To do » Carry the reader comments on donor conception forward from the point where they end.

Selected passage »
----

    But when we are told that our parent did not want to raise us in order to give some other person a child to raise, when we need to confront that we were given to someone who does not look like our parent, is nothing like us, and we realize we may never hear our grandparent laugh, or see our partner’s intelligence reflected in us, no one brings us a casserole and no one says they are sorry for our loss. Worse, they tell us we did not loose a parent because they never acted like a parent and they are just a donor and we are their donation. There is no name to give to a person who created us for they refuse to recognize them as our parent, even though we feel exactly like a real person who has lost a parent because we have. That’s because the parent is so real to us because we came from them and they are our our parent even if they refuse to admit it and don’t realize it.

    Just realize that telling early your still telling a thing that is a big sad traumatic deal and there is no way to put a positive spin on the situation of not being raised by a biological parent anymore than you can put a positive spin on not getting to have a biological child.

  4. Avatar Jen says:

    So good to hear important and helpful research. Even if there are problems we have responsibility to know so we can help the kids. Hope more of these studies going on. On a slightly related topic talking and telling, struggling to find nice not too graphically medical story books on egg donation to tell our small boys. Any ideas? Had seen one with a duck who shares her eggs but can’t remember title.

----

Dataset records »
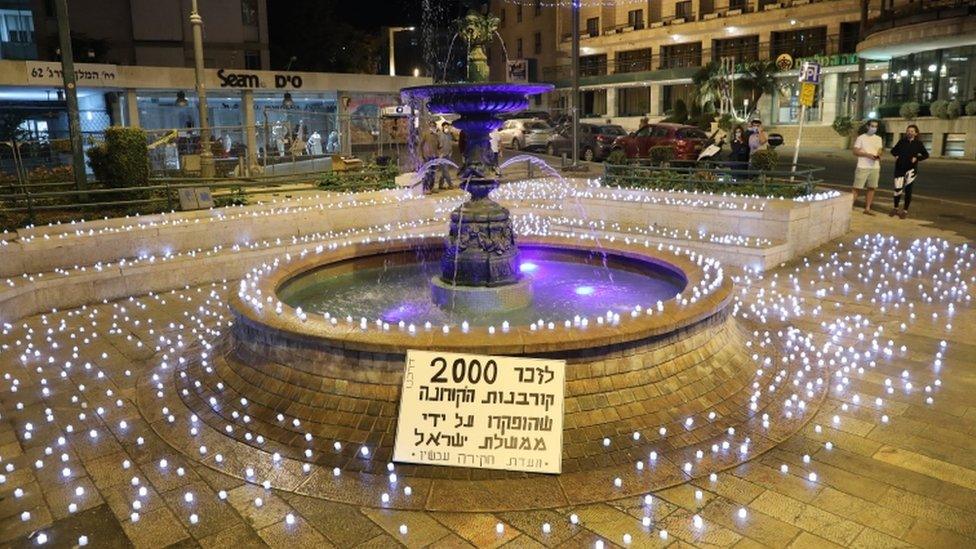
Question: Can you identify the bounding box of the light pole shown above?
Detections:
[570,0,580,168]
[191,0,214,178]
[54,0,88,191]
[390,27,416,76]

----

Answer for the task »
    • Dawn Davenport Dawn Davenport says:

      More studies are going on. Make sure you listen to the last Creating a Family show we did with Dr. Susan Golombok last spring. Great show and her groundbreaking research on donor conceived families. Also, we have a list of books for explaining egg donation to kids. https://creatingafamily.org/infertility/suggested-books-for-adults-and-kids/

      • Avatar narilynn says:

        Well thanks for posting what I wrote. I really hope you will apply your words of “grief is a process not a switch” to people who lost out on being raised by one or both biological parents and who lost out on being raised among their maternal and paternal relatives and who lost the ability to know and be known by their maternal relatives during their formative years and likely after them as well. Not all will grieve but it should be anticipated as it’s the likely reaction to loss. If someone is put into a position where something of theirs is kept from them the likely reaction is not happiness it is sadness and pretending that it won’t bother them is naive. You have to remember that you are not telling them something about their conceptions your telling them who they are and are not related and you are explaining the absence of half their family. Conception has zero to with the thing actually being told and using that word turns your truth telling into a lie and the tellers into liars; the people raising them did not conceive them together using someone else’s gametes…one of them can’t have kids with the other they did not conceive a child together one of them conceived a child with someone else who is their other parent and that parent is absent on a contractual agreement. If your going to tell the truth don’t do it and make it sound like the people raising them conceived them. If biological relatedness is unimportant don’t pretend to be biological parents by implying they conceived or reproduced or that they are through some sllippery loophole biological parents if the biological ceonnection ended when the pregnancy ended (and no breast feeding someone else’s offspring does not make a woman that kid’s biological mother).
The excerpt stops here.